→ Work item
Please transcribe all of the records precisely.

→ Dataset records
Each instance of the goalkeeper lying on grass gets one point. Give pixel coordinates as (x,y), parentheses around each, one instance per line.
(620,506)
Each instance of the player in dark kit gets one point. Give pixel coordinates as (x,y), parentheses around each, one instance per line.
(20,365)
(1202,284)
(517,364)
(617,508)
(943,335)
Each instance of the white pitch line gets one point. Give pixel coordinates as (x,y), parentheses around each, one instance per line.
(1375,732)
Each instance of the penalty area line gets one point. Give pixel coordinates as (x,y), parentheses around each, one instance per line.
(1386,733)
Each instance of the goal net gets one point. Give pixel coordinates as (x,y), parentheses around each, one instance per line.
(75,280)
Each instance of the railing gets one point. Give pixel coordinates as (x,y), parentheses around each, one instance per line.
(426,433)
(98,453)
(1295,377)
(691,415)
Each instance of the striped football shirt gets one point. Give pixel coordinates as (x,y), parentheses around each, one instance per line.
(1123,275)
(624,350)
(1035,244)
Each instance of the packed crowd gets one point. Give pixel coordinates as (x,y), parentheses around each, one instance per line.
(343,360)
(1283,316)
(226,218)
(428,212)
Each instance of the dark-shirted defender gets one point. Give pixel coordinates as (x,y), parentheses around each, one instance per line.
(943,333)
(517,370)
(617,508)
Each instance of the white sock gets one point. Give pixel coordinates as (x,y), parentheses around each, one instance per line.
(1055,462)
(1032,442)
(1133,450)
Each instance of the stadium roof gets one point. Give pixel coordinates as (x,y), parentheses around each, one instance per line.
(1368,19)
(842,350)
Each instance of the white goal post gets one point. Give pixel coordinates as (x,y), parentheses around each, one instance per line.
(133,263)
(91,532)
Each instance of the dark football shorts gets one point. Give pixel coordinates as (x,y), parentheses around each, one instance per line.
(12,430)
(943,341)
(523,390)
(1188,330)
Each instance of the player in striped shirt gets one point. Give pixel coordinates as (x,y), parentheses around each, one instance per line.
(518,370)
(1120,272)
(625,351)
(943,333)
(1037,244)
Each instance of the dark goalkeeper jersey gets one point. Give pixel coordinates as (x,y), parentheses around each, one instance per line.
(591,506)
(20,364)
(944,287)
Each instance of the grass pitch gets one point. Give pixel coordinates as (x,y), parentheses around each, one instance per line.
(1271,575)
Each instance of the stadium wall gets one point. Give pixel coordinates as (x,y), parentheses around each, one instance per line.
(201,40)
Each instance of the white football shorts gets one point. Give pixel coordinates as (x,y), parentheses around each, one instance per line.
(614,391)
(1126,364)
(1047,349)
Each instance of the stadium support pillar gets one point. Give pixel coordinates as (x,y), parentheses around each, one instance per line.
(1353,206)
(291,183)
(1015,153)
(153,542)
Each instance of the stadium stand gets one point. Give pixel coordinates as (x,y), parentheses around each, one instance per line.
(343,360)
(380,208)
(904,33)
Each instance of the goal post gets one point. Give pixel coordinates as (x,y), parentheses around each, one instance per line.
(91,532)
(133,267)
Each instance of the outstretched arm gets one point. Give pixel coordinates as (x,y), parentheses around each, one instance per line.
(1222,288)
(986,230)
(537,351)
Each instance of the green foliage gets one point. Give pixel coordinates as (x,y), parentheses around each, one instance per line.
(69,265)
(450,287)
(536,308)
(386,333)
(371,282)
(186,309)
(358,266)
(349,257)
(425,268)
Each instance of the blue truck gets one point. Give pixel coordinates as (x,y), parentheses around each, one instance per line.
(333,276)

→ Solution below
Each instance of the goalkeeper lying on grass gets one point. Give pixel coordinates as (x,y), parentheses around each, one instance per line.
(620,506)
Each instance of the player in dark kit gets one point. Give pixel coordinates as (x,y), parentheses around each, one instance per line.
(20,365)
(1202,284)
(517,364)
(617,508)
(943,335)
Each instance of the white pitch line gets one point. Give pixel coordinates as (x,y), parentheses around each, one instance per line.
(1375,732)
Each instance of the penalty area line gets one point. Give pixel coordinates as (x,y), parentheses around each, one instance per line.
(1386,733)
Each instance of the goal net gets one point. Give pixel coordinates as (x,y), parentheses around each, one instance per line.
(75,280)
Each instance of the railing gets one point. Give pixel coordinates as (x,y), parentheses around each, one instance per line.
(426,433)
(98,453)
(1295,377)
(691,415)
Each instance of the striped football shirt gets one point. Give pixel coordinates as (x,y), parentheses around each, one instance per line.
(1123,275)
(624,350)
(1035,244)
Each instance of the packed crowd gets one point. Give pixel coordinates as (x,y), parentheses around each, one instance per line.
(343,360)
(1283,316)
(226,218)
(428,212)
Each instance of the dark-shirted defender gets one point. Give pixel coordinates as (x,y), parentheses around each, one instance per line.
(943,333)
(517,370)
(617,508)
Each instance of the white sock gets one point. Give pixel coordinates as (x,y), parentheses around each, one instance per line.
(1055,462)
(1032,442)
(1133,450)
Each instance of the stadium roof gets one point. Give pixel coordinates as (x,y), parentheses around each, one instance per line.
(1368,19)
(842,350)
Each instance of the white goal post gets one point. Give pixel coordinates as (x,y), parentheses around each, one instance per line.
(133,263)
(91,532)
Each instance of the dark football shorts gets one point. Give pixel coordinates as (x,y), parentheses around each, one instance per line.
(12,430)
(943,341)
(523,390)
(1188,330)
Each instance of the player in striped shirt gets one point. Give pixel coordinates as (x,y), parentheses around each, one instance per line.
(518,370)
(1120,272)
(625,351)
(943,333)
(1037,244)
Each instance of the dark goalkeeper jersey gets one point. Give pixel coordinates as (x,y), parentheses around each, one instance per line.
(591,506)
(20,364)
(944,287)
Each instance of the grass pitch gets one point. Give pixel coordinates as (x,y), parentheses around each, one instance per line.
(1271,575)
Each instance of the stadium wall gets one point. Give pixel coordinates as (x,y), parentheses around each, one instance per line.
(201,40)
Each instance of the white football shorts gets one point. Give pixel coordinates as (x,y), parentheses around each, one instance per line.
(614,391)
(1126,364)
(1047,349)
Each instance of the stadium support pillar gets one point. Give pixel coordinates as (x,y), parentheses around each, one instance per line.
(1353,206)
(291,183)
(1015,153)
(153,542)
Each instance of the stadium stand gets one point. Give pixel coordinates as (x,y), parentheses around each, one instance per line.
(343,360)
(380,208)
(904,33)
Each instance of the goal post gets one point. Give pixel coordinates as (x,y), parentheses around each, one instance per line.
(91,532)
(133,267)
Each instance of the outstretched arm gets one point. Give pixel coordinates as (x,y), parentheses around each, one instance per line.
(1222,288)
(986,230)
(537,351)
Each instance of the green foliage gets one point. Give pixel coordinates as (x,y), parentheses around each, one instance per line.
(69,265)
(450,287)
(536,308)
(386,333)
(371,282)
(186,309)
(358,266)
(349,257)
(425,268)
Each instance of the blue truck gets one point. Give pixel coordinates as (x,y), parentheses around each, one instance per line.
(333,276)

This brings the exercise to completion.